▶ EXERCISE PROMPT
Pick up the article on former NBA center Scot Pollard's heart transplant where it stops, and continue it after its final sentence.

▶ DOCUMENT EXTRACT
..............................

An 11-year NBA veteran who was a member of the 2008 champion Boston Celtics, Pollard inherited a condition from his father, who died at 54, when Scot was 16. Scot Pollard’s heart deteriorated quickly after he contracted a virus in 2021; attempts to fix the problem with medication or less radical procedures were unsuccessful, leaving a transplant as the only option.

But finding a heart big enough to pump blood throughout the body of the 6-foot-11, 260-pound former NBA center was a challenge. Pollard was advised to list himself at as many transplant centers as possible (though they needed to be nearby, so he could be available within four hours if a donor heart became available.)

Pollard, 49, underwent pre-transplant testing near his home in Carmel, Indiana, and Chicago, but when he arrived at the Vanderbilt University Medical Center last month he was admitted to intensive care and bumped up to the second-highest priority for organ transplants, because of his condition.

Nine days later, his wife, Dawn, posted on X: “ It’s go time!”

“The fact that it came so quick probably saved my life. I don’t know how much longer I would have lasted,” Scot Pollard said. “I was just declining so fast.”

Privacy rules don’t allow Pollard to know the identity of his donor, though doctors told him it was “a big man.” What is allowed: A recipient can write a letter that will be delivered to the donor’s family if they want. (They can also write the recipient, though Pollard had not received such a letter yet.)

Speaking from temporary housing in Nashville, Tennessee, where he needs to stay for the next six to eight weeks so he can have the proper follow-up care, Pollard said he has written a draft of his letter. In it, he thanks the donor – whom he calls a hero – and offers to connect.

“I would like to show them how their big man’s heart is living on and helping people,” he said. “I would love to show them this heart isn’t going to waste.”

Pollard has been warned that many donors’ families don’t want contact with the recipient, because it makes them relive their loved ones’ death. Heart donors, in particular, are often accident victims who were otherwise healthy.

“If it’s a healthy heart, that’s because something else killed them,” Pollard said. “I hope they reach out, because I would like to include them in the rest of my life.”

That life has already improved.

..............................

▶ EXERCISE DATA
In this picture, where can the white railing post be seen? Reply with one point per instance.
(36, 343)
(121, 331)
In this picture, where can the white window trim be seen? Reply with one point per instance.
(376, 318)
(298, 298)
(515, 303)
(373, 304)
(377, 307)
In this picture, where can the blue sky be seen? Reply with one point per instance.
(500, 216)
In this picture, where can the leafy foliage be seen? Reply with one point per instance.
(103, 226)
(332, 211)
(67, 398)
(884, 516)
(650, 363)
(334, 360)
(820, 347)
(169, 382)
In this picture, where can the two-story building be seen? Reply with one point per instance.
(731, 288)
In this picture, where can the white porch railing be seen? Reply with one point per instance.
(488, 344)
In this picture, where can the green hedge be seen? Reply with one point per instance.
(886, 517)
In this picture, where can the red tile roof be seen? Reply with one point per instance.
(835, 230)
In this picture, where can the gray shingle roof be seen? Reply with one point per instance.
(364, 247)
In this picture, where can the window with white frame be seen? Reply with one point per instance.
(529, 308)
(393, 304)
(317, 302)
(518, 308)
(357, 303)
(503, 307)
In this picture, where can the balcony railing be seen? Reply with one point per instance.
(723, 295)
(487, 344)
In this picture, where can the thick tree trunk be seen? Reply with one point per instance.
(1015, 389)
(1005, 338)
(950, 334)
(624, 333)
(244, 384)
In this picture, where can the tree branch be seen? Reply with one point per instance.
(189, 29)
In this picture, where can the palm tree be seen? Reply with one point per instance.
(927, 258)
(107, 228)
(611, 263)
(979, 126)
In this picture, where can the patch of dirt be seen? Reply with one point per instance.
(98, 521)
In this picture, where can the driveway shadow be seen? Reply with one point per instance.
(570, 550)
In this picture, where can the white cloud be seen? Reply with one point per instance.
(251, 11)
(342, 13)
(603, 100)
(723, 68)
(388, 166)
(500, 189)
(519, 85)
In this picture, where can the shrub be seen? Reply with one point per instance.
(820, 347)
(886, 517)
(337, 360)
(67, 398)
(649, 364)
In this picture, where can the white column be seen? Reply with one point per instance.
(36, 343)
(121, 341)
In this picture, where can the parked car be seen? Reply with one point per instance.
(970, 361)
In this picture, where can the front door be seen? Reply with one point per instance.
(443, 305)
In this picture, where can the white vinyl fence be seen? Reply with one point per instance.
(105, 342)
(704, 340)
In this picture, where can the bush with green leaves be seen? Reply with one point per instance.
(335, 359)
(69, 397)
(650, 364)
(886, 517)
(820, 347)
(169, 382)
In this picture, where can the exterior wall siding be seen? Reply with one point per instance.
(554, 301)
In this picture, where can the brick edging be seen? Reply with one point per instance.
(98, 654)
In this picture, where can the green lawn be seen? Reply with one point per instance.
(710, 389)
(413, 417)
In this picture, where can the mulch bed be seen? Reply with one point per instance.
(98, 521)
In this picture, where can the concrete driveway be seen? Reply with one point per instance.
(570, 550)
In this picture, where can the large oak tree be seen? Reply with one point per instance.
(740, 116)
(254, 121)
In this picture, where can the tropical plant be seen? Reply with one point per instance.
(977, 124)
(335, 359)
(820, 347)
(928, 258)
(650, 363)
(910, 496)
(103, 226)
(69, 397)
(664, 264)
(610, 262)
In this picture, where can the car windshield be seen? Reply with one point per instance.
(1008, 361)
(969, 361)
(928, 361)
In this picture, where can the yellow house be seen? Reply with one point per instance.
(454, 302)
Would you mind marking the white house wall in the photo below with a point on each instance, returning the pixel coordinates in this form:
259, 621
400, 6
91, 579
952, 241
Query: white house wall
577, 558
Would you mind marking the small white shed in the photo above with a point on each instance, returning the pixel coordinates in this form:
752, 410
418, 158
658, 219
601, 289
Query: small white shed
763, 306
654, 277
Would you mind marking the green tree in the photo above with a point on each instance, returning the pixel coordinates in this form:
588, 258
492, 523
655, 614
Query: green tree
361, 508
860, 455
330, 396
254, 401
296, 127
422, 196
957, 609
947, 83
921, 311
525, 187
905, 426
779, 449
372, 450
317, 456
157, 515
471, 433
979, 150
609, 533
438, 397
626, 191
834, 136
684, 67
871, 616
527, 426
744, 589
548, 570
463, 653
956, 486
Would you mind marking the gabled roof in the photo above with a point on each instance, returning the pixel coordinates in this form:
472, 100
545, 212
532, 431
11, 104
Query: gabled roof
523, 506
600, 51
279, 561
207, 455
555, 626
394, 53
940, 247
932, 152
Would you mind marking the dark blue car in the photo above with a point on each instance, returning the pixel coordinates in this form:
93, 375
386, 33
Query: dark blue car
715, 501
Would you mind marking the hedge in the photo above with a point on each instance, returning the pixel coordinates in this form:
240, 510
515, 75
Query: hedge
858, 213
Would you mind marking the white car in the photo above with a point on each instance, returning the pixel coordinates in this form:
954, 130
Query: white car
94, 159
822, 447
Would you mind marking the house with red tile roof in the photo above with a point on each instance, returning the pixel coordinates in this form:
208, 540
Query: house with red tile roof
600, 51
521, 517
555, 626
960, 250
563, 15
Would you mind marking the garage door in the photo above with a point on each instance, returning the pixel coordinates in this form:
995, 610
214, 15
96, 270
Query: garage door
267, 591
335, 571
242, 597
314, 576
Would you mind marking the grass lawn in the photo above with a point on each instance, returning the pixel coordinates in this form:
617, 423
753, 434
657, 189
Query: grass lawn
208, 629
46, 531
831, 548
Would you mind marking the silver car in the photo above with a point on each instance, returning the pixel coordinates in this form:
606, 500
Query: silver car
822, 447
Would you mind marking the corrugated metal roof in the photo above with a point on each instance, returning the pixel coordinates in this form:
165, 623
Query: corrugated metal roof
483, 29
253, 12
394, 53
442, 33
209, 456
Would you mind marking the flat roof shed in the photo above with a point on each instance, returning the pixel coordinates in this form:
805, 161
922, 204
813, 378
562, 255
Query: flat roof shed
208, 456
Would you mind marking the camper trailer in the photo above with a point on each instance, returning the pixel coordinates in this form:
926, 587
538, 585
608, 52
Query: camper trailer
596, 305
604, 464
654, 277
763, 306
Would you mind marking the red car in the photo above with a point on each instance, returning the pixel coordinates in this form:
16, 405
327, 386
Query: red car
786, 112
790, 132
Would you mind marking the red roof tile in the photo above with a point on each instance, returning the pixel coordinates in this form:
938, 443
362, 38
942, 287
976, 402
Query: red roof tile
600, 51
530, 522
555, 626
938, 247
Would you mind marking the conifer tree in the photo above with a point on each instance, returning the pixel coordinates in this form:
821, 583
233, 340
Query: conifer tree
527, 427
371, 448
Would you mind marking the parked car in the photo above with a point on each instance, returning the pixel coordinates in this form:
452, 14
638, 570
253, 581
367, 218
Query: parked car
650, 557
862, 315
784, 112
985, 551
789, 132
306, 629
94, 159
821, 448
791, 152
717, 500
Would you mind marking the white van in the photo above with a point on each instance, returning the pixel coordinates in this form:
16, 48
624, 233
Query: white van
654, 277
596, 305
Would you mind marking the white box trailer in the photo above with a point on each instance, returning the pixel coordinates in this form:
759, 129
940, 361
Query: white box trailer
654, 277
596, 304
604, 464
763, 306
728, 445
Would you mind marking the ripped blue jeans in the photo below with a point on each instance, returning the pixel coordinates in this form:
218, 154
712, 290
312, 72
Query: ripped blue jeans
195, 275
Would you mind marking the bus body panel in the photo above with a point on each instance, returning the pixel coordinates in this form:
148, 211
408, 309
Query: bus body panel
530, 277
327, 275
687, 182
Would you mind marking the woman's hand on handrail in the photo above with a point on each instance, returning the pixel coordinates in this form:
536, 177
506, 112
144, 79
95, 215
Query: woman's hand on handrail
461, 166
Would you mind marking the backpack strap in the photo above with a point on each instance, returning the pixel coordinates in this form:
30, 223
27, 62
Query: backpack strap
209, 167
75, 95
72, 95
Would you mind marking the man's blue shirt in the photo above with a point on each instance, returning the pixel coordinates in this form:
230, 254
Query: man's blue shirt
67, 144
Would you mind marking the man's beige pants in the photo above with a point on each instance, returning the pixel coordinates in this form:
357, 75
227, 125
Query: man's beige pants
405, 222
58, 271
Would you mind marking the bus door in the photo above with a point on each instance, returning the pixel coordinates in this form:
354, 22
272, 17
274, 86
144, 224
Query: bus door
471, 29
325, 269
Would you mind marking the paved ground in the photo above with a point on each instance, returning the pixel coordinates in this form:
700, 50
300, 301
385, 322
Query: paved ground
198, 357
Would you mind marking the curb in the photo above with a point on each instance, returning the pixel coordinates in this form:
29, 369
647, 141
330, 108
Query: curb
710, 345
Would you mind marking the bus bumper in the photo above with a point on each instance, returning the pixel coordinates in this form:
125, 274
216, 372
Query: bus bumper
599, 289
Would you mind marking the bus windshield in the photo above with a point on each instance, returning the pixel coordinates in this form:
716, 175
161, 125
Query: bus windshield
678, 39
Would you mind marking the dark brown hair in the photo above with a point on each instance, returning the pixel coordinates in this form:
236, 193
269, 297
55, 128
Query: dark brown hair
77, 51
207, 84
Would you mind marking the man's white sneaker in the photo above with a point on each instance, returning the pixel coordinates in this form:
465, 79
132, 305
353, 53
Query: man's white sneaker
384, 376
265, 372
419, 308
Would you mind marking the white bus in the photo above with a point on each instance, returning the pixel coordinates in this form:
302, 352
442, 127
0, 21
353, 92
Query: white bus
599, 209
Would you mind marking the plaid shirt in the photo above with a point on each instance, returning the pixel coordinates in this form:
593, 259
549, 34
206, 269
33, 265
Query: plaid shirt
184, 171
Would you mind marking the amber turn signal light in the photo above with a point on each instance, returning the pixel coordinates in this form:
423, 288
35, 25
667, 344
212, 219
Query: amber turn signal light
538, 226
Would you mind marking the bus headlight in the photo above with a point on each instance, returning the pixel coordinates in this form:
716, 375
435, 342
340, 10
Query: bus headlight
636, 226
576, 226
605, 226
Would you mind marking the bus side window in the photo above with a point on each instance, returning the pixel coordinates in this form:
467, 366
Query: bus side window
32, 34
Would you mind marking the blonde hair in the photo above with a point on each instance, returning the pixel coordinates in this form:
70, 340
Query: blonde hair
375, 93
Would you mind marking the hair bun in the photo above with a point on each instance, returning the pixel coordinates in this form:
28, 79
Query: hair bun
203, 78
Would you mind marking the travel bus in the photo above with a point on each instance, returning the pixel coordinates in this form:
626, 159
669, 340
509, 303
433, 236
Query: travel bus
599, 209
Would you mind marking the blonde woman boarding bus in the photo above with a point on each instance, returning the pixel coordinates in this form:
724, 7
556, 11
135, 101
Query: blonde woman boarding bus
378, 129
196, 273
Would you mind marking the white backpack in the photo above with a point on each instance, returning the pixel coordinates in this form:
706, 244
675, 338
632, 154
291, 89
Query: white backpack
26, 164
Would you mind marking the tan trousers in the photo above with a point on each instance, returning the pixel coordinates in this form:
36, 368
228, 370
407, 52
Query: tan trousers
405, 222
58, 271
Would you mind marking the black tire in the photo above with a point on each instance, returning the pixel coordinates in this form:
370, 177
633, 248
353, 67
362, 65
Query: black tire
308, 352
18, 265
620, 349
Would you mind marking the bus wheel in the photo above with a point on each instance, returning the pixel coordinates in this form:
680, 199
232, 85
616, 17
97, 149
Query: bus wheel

..............................

▶ ANSWER TO THIS PROBLEM
Even after he retired from the NBA, Pollard liked to keep busy – with broadcasting, a few acting roles and as a reality show contestant. But over the last few months, he needed to stop to rest even just walking around the house.

It was only when he woke up after the five-hour surgery that he realized how bad things had gotten.

“I was laying around all the time. That just became my new normal,” he said. “As an athlete, you just sort of put things out of your mind. You push through it. But I couldn’t push that heart. I can already tell I can push this heart.”

After the transplant, which was performed by Dr. Ashish Shah, Pollard was walking around the hospital ward within a day. He is now up to “easy squats,” and working on his balance.

“I’m a mover. I don’t sit around well,” Pollard said.

On Thursday, Pollard danced and shadow-boxed his way down the hospital corridor in a tank top that said “BUT DID YOU DIE?” His care-givers applauded as he yelled “I’m getting out!” and mugged for a camera as he rang the discharge bell.

Pollard said he is going to campaign for organ donation.

“I’m going to annoy people with becoming a donor. That’s going to be a project for the rest of my life,” he said.

He’s already helped convince one person to sign up.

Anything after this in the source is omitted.